▶ _Your tasks_
- 1) In the passage on Livingstone's last march, condense the paragraph beginning "As David Livingstone is now starting" into a short bulleted list that keeps its main facts.
- 2) Translate this sentence from the passage on Livingstone's last march into French: "He realised that there are three great main waterways into the African interior: the Congo, the Zambesi, and the Nile."

▶ _Text segment_
<<<<

As David Livingstone is now starting on his last and greatest march, which was to be lengthened out year after year, and to be signalised by unparalleled sufferings and heroic endurance, it will be well to acquaint ourselves with such plans as he had somewhat vaguely laid down. He realised that there are three great main waterways into the African interior: the Congo, the Zambesi, and the Nile. He was satisfied that no future exploration could do other than confirm his conclusions as to the watershed which he had traversed, from which certain rivers flowed north to the Congo, and certain others south to the Zambesi. But from earliest times the scientific imagination had been captured by the problem of the sources of the Nile. This was the greatest of all unsolved geographical problems; and to it Livingstone was attracted irresistibly, not only by his own native curiosity, but by that interest in classical questions which was a very marked characteristic of his mind. To this problem he knew that the system of inland lakes was the clue, and that whoever could completely explore them would settle the question for all time and “make himself an everlasting name.” That he would have numberless opportunities of proclaiming Christ to the scattered peoples of the interior, and would cut across the slave routes and perhaps be able to scheme out how to defeat the devilish purposes of the slavers, were motives with him even more powerful. So he got his caravan under way, marched south to Rovuma, and then south-west across the four hundred miles of country that lay between the coast and Lake Nyassa.

>>>>

▶ _Data_
<<<<

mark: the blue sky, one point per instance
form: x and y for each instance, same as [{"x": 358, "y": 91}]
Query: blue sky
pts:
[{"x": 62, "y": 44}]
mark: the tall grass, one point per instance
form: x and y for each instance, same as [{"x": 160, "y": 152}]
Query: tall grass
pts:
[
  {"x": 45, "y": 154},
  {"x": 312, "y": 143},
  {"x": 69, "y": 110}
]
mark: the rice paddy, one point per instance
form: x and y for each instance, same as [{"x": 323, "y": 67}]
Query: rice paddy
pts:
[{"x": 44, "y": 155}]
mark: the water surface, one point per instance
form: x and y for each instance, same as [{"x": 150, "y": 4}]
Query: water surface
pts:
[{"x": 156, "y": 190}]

>>>>

▶ _Answers to each task_
- 1)
- Livingstone was setting out on his last and greatest march, which would stretch on for years and bring unmatched suffering and heroic endurance.
- He recognized three main waterways into the African interior: the Congo, the Zambesi, and the Nile.
- He was sure later exploration would confirm his conclusions about the watershed he had crossed, where some rivers flowed north to the Congo and others south to the Zambesi.
- The sources of the Nile, the greatest unsolved geographical problem, drew him strongly through his own curiosity and his marked interest in classical questions.
- He knew the system of inland lakes was the clue, and whoever fully explored them would settle the question for all time and "make himself an everlasting name."
- Even stronger motives were the chance to proclaim Christ to the scattered peoples of the interior and to cut across the slave routes, perhaps finding a way to defeat the slavers.
- He set his caravan moving, marched south to Rovuma, then went south-west across the four hundred miles between the coast and Lake Nyassa.

- 2) Il comprit qu'il existe trois grandes voies navigables principales menant à l'intérieur de l'Afrique : le Congo, le Zambèze et le Nil.